Is That All You Wanted is Sherry Rich's third EP, released in 1997. The title track is lifted from her 1997 studio album Sherry Rich & Courtesy Move

Background

'Is That All You Wanted' is from the Sherry Rich and Courtesy Move studio album released in 1997. The song was recorded by Robb Earls at Quad and Vortex studios in Nashville, Tennessee in January 1997. The song was mixed by Jonathan Pines and Jay Bennett at Private studios, Urbana, Illinois in March, 1997.

Track listing
 Is That All You Wanted
 Jetstream Over Nashville 
 Young Love Drives
 Lonely and Far From Home

Release history
Tracks 2, 3 and 4 were recorded by Cal Orr in Melbourne in October, 1997. To promote the release of this song, Rich made an appearance on the Australian music TV show Recovery.

=======

TASK INSTRUCTIONS ▸
Set down the whole Sherry Rich EP article again word for word, keeping every line as it stands. The rows that come next are not needed for anything here.

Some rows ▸
=======

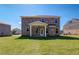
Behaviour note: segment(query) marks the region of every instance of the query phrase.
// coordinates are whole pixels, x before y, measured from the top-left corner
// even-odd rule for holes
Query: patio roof
[[[47,26],[48,24],[41,22],[41,21],[35,21],[35,22],[30,23],[29,25],[31,25],[31,26]]]

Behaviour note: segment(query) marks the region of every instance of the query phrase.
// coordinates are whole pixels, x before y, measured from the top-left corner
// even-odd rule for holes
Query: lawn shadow
[[[17,39],[33,39],[33,40],[79,40],[79,37],[70,37],[70,36],[48,36],[48,37],[29,37],[29,36],[20,36]]]

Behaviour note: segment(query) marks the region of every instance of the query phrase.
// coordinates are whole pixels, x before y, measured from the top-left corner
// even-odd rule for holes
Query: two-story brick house
[[[22,36],[53,36],[60,34],[59,16],[21,16]]]

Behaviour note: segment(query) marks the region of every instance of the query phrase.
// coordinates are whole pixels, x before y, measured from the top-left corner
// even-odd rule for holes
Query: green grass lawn
[[[0,37],[0,54],[19,55],[71,55],[79,54],[79,37],[19,38]]]

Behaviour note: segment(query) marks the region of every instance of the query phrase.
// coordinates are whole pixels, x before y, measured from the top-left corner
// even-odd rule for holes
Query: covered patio
[[[32,36],[43,36],[46,37],[47,23],[41,21],[35,21],[29,24],[30,26],[30,37]]]

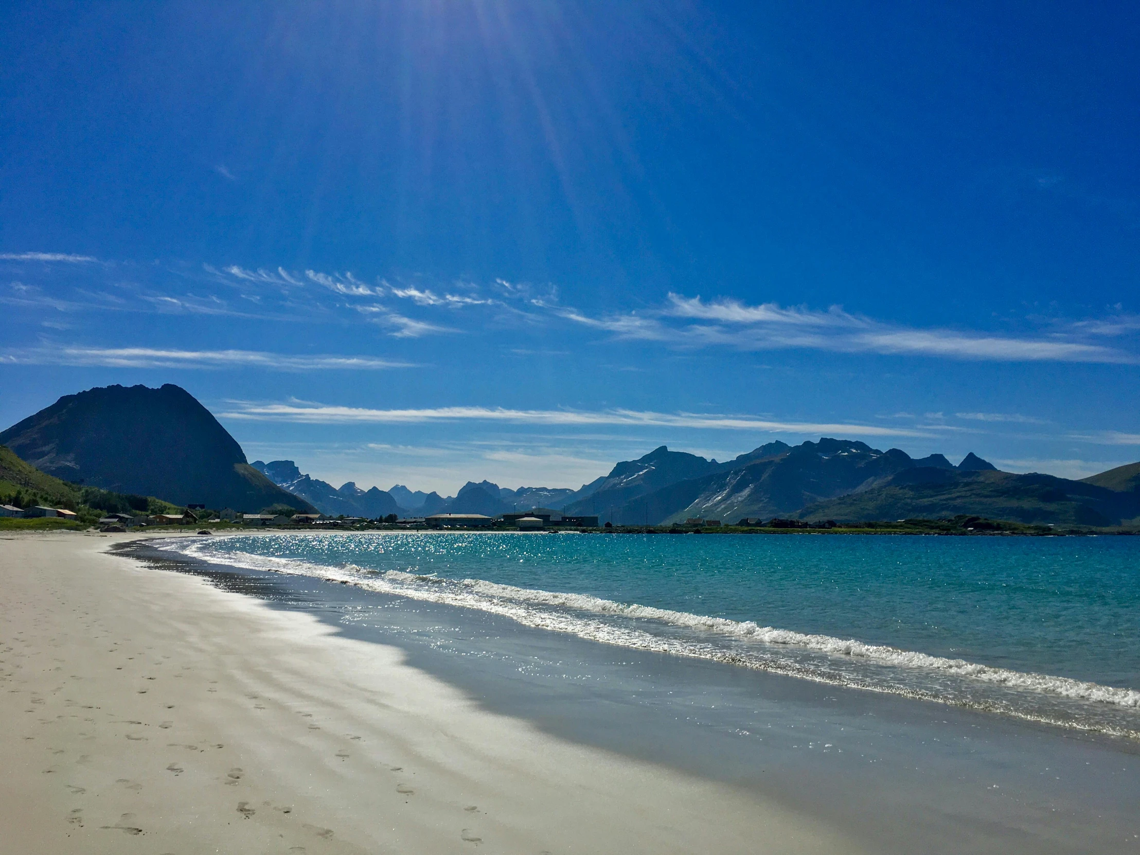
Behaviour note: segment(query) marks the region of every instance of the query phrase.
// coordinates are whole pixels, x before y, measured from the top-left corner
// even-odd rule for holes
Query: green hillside
[[[1140,495],[1052,475],[920,469],[901,472],[881,487],[808,505],[796,516],[857,522],[959,514],[1054,526],[1131,524],[1140,515]]]
[[[180,508],[154,496],[100,490],[60,481],[25,463],[7,446],[0,446],[0,504],[16,507],[46,505],[65,507],[79,514],[80,522],[90,524],[108,513],[177,513]],[[0,518],[6,527],[66,524],[50,520],[14,520]]]
[[[170,383],[66,394],[0,431],[21,459],[68,482],[236,511],[312,506],[249,465],[194,396]]]
[[[1081,480],[1116,492],[1140,492],[1140,463],[1129,463]]]

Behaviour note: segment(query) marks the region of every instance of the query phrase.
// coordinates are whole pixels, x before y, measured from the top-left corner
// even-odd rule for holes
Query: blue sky
[[[0,422],[340,484],[1140,458],[1134,6],[5,3]]]

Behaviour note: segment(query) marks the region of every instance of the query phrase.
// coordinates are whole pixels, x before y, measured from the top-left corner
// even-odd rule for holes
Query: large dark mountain
[[[640,461],[619,463],[593,497],[569,505],[567,512],[597,513],[603,521],[618,526],[652,526],[689,518],[725,522],[769,519],[790,516],[806,505],[871,489],[915,466],[933,472],[959,471],[940,454],[915,461],[897,448],[880,451],[865,442],[828,438],[795,448],[771,442],[727,463],[693,455],[677,459],[666,456],[663,450],[659,448]],[[660,463],[652,465],[656,461]],[[670,467],[675,461],[681,465]],[[962,464],[969,471],[993,470],[974,454]],[[703,474],[697,478],[683,477],[702,470]],[[657,486],[645,489],[646,482],[652,481]],[[617,500],[620,498],[625,500]]]
[[[1140,492],[1140,463],[1129,463],[1081,480],[1117,492]]]
[[[562,511],[567,514],[598,514],[605,520],[611,520],[611,512],[634,499],[678,481],[711,474],[719,471],[720,466],[722,464],[716,461],[707,461],[685,451],[670,451],[666,446],[661,446],[636,461],[619,463],[589,495],[570,502],[562,507]],[[641,523],[642,516],[630,520],[632,524]],[[620,524],[620,519],[617,516],[612,518],[612,521]],[[659,520],[649,519],[649,523],[656,522]]]
[[[218,420],[179,386],[105,386],[67,394],[0,433],[50,475],[177,504],[312,510],[245,461]]]
[[[715,464],[715,462],[714,462]],[[719,464],[700,478],[678,480],[606,510],[616,524],[679,522],[711,518],[787,515],[823,497],[841,496],[914,462],[898,449],[879,451],[865,442],[821,439],[791,448],[762,446]]]
[[[1134,464],[1140,467],[1140,464]],[[1140,492],[1032,473],[1016,475],[972,470],[909,469],[861,492],[803,508],[803,520],[940,519],[956,514],[1057,526],[1118,526],[1138,522]]]
[[[294,496],[301,496],[320,513],[329,516],[343,514],[344,516],[365,516],[374,520],[388,514],[404,516],[407,513],[396,503],[391,494],[384,490],[376,487],[370,490],[361,490],[352,481],[337,489],[327,481],[301,474],[301,470],[293,461],[271,461],[269,463],[254,461],[252,465],[263,472],[278,487],[288,490]]]
[[[417,511],[427,500],[427,494],[423,490],[409,490],[401,483],[392,484],[388,488],[388,495],[396,499],[396,504],[408,511]]]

=======

SOLUTION ▸
Is That All You Wanted is Sherry Rich's third EP, released in 1997. The title track is lifted from her 1997 studio album Sherry Rich & Courtesy Move

Background

'Is That All You Wanted' is from the Sherry Rich and Courtesy Move studio album released in 1997. The song was recorded by Robb Earls at Quad and Vortex studios in Nashville, Tennessee in January 1997. The song was mixed by Jonathan Pines and Jay Bennett at Private studios, Urbana, Illinois in March, 1997.

Track listing
 Is That All You Wanted
 Jetstream Over Nashville 
 Young Love Drives
 Lonely and Far From Home

Release history
Tracks 2, 3 and 4 were recorded by Cal Orr in Melbourne in October, 1997. To promote the release of this song, Rich made an appearance on the Australian music TV show Recovery.